Future genetic investigations will benefit from the short and long repeats. In total, 262 SSRs were discovered in S. macrophylla, with 187 SSRs (71.37%) from LSC, 51 SSRs (19.47%) from SSC and 24 SSRs (9.16%) from IR. The ratio is quite consistent across all other Shorea and Parashorea species, with the LSC having the most SSRs and the SSC and IR regions always having the least. In all Shorea and Parashorea genus analogues, mononucleotide repeats made up the highest percentage of the overall SSR population, consistent with the chloroplast genome of most of the plant, except for wild rice, which favours dinucleotide repeats over mononucleotide repeats [31]. In all species, SSRs are more common on A/T than G/C nucleotides. Most of the repeats in S. macrophylla’s long repeat analysis are forward and palindrome type, which is similar to some other plant species such as Alpinia oxyphylla Miq., Oreocharis esquirolii, Hosta spp. (Gao et al., 2019; Gu et al., 2020; Lee et al., 2019). SSRs and repeats can be used to provide lineage-specific markers for S. macrophylla and its related species, allowing for genetic diversity study.
The study of nucleotide variations in the chloroplast genomes of closely related Dipterocarpaceae family counterparts is important for future species identification and taxonomy. The ycf2, psbI-trnG, ndhA-ndhI, psbZ-trnG, rps12-ndhB, rpl33-rpoA, rpoA-psbB and rpoC1 regions were revealed as mutational hotspots of six Shorea species with two Parashorea species in this study. Among the mutational hotspot region, ycf2, psbI-trnG, psbZ-trnG has been found to have the highest degree of differentiation and hence can be utilised to investigate adaptive evolution traits of the gene [33–36].

■ **Task list**
(A) Answer these questions from the passage on the Shorea macrophylla chloroplast genome:
(i) How many SSRs were found in the IR region of S. macrophylla?
(ii) Which plant favors dinucleotide repeats over mononucleotide repeats?
(iii) Which mutational hotspot regions show the highest degree of differentiation?
(B) Extend the passage on the Shorea macrophylla chloroplast genome beyond its final sentence.

■ **Data to examine**
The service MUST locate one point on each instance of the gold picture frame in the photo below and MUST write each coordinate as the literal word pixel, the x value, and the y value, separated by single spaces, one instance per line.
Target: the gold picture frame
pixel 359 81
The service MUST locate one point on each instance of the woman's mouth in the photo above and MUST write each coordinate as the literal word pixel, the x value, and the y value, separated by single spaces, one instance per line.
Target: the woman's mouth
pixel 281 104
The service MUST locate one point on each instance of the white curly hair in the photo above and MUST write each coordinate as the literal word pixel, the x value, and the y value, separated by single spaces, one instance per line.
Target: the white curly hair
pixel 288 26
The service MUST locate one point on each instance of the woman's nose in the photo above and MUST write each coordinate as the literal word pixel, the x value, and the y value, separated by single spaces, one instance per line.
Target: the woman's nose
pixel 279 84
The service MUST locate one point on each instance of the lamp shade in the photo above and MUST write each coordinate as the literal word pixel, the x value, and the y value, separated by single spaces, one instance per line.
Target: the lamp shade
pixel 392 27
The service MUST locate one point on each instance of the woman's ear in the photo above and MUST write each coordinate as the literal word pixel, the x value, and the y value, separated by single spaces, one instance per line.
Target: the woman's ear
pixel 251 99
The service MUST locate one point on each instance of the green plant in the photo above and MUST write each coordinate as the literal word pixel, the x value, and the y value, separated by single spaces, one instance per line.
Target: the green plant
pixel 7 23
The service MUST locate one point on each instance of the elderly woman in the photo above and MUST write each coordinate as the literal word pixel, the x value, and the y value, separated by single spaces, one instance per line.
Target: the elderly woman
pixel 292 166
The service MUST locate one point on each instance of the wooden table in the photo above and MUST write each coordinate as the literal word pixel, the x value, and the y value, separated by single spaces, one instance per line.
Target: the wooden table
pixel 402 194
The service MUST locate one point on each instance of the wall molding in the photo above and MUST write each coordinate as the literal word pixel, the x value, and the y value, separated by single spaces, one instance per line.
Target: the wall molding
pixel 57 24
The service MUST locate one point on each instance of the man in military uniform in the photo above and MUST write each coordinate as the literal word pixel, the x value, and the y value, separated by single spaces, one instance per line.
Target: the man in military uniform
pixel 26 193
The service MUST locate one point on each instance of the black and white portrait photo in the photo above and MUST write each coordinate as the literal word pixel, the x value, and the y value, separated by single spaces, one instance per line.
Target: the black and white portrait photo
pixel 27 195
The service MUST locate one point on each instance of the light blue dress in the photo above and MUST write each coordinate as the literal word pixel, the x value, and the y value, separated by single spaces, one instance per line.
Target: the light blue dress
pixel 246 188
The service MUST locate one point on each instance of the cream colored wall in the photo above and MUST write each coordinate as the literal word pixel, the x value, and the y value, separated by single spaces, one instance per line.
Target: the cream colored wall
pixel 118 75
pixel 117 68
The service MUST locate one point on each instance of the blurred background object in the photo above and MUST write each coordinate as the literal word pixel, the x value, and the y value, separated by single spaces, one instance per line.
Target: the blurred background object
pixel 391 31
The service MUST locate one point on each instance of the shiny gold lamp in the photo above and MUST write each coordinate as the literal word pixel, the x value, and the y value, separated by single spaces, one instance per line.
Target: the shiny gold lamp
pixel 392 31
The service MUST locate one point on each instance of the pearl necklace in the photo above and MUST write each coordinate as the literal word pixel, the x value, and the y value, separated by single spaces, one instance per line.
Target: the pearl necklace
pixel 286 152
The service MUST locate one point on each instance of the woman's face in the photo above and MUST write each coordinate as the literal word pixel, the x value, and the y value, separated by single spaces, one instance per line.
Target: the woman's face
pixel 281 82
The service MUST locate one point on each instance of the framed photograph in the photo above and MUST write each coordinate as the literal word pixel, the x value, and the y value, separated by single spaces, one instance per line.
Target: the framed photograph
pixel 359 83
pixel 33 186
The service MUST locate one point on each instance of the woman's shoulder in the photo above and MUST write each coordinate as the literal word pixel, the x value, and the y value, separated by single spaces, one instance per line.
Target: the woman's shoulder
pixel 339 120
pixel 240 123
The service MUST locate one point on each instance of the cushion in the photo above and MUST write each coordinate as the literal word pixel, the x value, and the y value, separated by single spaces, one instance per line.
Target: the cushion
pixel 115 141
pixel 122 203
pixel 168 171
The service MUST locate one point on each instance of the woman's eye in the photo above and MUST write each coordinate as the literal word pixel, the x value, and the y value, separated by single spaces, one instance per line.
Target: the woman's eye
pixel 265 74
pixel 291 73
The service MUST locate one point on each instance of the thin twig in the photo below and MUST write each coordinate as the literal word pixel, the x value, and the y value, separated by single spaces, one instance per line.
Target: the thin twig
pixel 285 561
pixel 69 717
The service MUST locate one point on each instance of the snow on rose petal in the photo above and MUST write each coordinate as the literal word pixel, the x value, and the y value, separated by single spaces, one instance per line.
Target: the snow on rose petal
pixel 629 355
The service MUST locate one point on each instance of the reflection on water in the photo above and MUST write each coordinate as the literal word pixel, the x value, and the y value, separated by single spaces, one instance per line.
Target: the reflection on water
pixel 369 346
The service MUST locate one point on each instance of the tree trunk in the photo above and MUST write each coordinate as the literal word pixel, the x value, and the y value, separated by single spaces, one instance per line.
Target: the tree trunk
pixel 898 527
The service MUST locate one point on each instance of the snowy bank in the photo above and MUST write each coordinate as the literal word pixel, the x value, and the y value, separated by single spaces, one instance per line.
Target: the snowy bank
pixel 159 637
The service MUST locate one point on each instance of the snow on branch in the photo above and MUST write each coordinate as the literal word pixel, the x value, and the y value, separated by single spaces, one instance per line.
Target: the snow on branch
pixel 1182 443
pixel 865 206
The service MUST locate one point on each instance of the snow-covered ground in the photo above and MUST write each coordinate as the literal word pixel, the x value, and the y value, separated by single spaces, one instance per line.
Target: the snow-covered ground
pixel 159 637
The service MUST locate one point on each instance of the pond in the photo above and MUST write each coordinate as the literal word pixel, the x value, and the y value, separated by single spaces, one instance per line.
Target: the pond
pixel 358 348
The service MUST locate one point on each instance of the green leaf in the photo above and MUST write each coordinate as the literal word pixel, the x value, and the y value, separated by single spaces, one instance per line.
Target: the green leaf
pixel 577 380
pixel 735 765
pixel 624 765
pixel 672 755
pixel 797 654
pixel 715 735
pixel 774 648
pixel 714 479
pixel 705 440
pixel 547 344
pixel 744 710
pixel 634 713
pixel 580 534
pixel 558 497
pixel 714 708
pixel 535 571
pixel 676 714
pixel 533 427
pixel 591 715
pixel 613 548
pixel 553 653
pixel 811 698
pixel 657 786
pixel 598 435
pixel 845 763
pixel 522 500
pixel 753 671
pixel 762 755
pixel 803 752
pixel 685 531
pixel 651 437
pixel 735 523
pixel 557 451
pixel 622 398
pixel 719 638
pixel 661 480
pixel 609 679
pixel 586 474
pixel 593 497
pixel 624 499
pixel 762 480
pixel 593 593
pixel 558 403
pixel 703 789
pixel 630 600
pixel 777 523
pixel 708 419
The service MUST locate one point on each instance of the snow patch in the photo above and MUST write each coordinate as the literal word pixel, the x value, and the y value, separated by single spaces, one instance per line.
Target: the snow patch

■ **Answers for the exercise**
(A)
(i) 24 SSRs (9.16%)
(ii) Wild rice
(iii) ycf2, psbI-trnG and psbZ-trnG

(B)
We discovered that the clades created closely resembled those of their taxonomic subgroup based on maximum likelihood phylogenetic analysis of all the protein-coding genes from chloroplast genomes of 24 Dipterocarpaceae family members in this study. When compared to the phylogenetic tree generated by Yu et al. (2021) using the full chloroplast genome sequences of 22 sequences from Dipterocarpaceae family, the likeness to the tree constructed in this study is striking, with the exception of the inclusion of S. macrophylla species. Neobalanocarpus heimii, Shorea zeylanica, Shorea pachyphylla, Dryobalanops aromatica, and our experimented species are among the species not included in Yu et al. (2021)’s phylogenetic study. Dryobalanops aromatica is situated furthest from other Dipterocarpaceae species in our phylogenetic tree. It is closer to the outgroup, where the conclusion is symmetrical to Wang et al., (2021) phylogenetic analysis. According to the results of our phylogenetic analysis, Shorea was not a monophyletic group, with some Shorea species forming a clade with Parashorea species, as reported by Gamage et al., (2006); Indrioko et al., (2006); Yu et al., (2021), and this is incompatible with traditional taxonomy, requiring new taxonomic treatment.